**Exercise objective:**
All pictures are to be omitted while the lines starting at the line with "Given the photograph" and ending at the line with "Query: rear windshield" in the material below are retyped exactly, both ends included.

**Data for this exercise:**
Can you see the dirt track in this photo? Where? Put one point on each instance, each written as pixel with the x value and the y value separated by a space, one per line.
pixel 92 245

==

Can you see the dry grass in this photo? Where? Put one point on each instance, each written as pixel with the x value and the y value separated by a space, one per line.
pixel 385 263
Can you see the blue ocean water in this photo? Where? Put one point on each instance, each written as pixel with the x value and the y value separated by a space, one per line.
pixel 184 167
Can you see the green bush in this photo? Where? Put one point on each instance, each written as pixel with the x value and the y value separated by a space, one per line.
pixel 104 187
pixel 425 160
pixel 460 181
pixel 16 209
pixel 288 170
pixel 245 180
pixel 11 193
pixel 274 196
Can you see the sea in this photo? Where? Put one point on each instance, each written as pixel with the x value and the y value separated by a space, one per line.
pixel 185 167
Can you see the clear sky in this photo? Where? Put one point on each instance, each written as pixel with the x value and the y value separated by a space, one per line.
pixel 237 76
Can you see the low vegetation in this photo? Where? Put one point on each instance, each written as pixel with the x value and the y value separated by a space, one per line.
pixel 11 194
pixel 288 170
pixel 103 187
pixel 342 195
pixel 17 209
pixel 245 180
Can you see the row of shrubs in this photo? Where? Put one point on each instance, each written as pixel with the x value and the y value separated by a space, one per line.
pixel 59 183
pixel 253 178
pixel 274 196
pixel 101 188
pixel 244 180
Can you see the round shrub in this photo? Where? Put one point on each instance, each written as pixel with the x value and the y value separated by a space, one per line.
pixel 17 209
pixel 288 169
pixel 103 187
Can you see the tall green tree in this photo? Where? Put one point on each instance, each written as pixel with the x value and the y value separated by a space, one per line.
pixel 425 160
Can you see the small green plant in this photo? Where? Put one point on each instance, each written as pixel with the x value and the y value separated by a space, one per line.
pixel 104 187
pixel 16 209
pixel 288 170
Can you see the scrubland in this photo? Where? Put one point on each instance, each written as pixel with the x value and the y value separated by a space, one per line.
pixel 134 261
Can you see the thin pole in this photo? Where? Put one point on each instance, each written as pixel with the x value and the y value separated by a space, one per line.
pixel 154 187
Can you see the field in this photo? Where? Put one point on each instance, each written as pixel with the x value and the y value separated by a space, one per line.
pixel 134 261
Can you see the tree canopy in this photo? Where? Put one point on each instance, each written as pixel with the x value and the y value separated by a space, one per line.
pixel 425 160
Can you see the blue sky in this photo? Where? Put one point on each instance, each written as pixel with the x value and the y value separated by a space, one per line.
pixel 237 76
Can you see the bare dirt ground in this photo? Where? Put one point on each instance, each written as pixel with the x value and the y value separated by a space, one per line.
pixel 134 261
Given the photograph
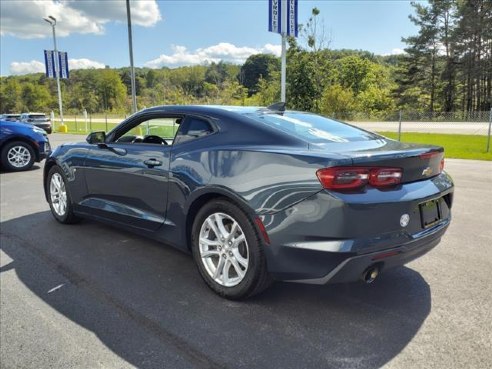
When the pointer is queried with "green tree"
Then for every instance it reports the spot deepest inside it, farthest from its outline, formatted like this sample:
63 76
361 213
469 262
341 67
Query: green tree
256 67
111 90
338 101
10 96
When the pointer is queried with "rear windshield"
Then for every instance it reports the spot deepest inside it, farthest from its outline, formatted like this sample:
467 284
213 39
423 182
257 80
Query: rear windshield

**Response below:**
Given the photograph
When the pointer is queried with "green tree"
Then for every instance it reports the spot deepest inside it, farthest from its outline, formatted like this sample:
63 76
361 213
469 262
341 67
Query: green tree
256 67
111 90
338 101
10 96
When the pointer is queried with "rear windshield"
Then for every instance it reports the spot deepest inside it, farthest from its outline, formatted like this sample:
467 284
213 39
423 182
257 80
Query: rear windshield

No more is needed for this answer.